[SOURCE PASSAGE]
[start]

OTHER FILM PREMIERES


Fri 12 Jan @ 21:00 – THE UNBORN (2009) *Network Premiere

Sometimes the soul of a dead person has been so tainted with evil that it is denied entrance to heaven. It must endlessly wander the borderlands between worlds, desperately searching for a new body to inhabit. And sometimes it actually succeeds. Writer/director David S. Goyer and producer Michael Bay give a terrifying glimpse into the life of the undead in this supernatural thriller starring Meagan Good, Cam Gigandet, Odette Yustman, Gary Oldman and Idris Elba.


Fri 19 Jan @ 23:05 – MANIAC (2012) *Network Premiere

Just when the downtown Los Angeles streets seemed safe, a serial killer with a fetish for scalps is back on the hunt. Frank (Elijah Wood) is the withdrawn owner of a mannequin store, but his life changes when young artist Anna (Nora Arnezeder) appears asking for his help with her new photo exhibition. As their friendship develops and Frank’s obsession escalates, it becomes clear she has unleashed a long-repressed compulsion to stalk and kill.

[end]

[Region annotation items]
[start]

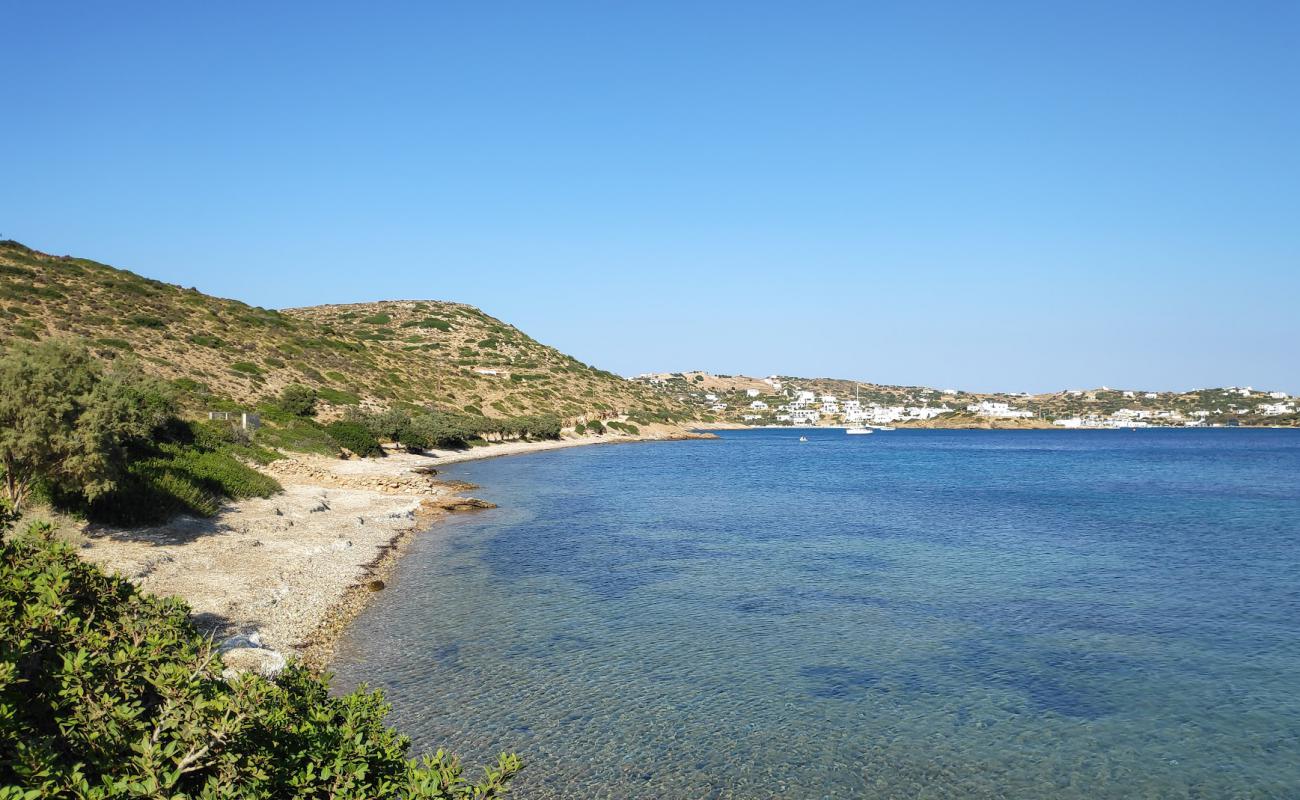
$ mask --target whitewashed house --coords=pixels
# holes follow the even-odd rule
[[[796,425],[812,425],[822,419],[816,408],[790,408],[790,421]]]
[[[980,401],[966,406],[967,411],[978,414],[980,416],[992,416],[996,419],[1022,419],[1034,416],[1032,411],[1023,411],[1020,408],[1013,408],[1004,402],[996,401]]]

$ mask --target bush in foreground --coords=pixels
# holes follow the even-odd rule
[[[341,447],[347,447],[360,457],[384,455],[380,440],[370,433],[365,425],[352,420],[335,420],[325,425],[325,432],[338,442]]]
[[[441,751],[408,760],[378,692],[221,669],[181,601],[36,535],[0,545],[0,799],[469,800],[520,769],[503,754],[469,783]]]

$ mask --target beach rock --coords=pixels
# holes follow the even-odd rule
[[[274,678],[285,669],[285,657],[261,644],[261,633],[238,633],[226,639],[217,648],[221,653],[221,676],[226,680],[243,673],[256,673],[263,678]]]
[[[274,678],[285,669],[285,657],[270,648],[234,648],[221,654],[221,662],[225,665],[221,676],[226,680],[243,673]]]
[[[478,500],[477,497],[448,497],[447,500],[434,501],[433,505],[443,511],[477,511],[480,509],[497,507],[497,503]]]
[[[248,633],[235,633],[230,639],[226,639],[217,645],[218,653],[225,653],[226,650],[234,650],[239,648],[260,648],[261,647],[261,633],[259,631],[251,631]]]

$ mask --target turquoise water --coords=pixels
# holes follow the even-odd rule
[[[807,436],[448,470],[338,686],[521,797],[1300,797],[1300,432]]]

[end]

[WRITTEN TASKS]
- a) Could you return the film premieres listing from "Just when the" up to and including "stalk and kill.", copied word for word?
- b) What does the film premieres listing say on these points? Answer each on its own line, marked the same way.
(i) At what time does The Unborn air on Fri 12 Jan?
(ii) Which actor plays Frank in Maniac?
(iii) What kind of store does Frank own?

[WRITTEN ANSWERS]
- a)
Just when the downtown Los Angeles streets seemed safe, a serial killer with a fetish for scalps is back on the hunt. Frank (Elijah Wood) is the withdrawn owner of a mannequin store, but his life changes when young artist Anna (Nora Arnezeder) appears asking for his help with her new photo exhibition. As their friendship develops and Frank’s obsession escalates, it becomes clear she has unleashed a long-repressed compulsion to stalk and kill.

- b)
(i) 21:00
(ii) Elijah Wood
(iii) A mannequin store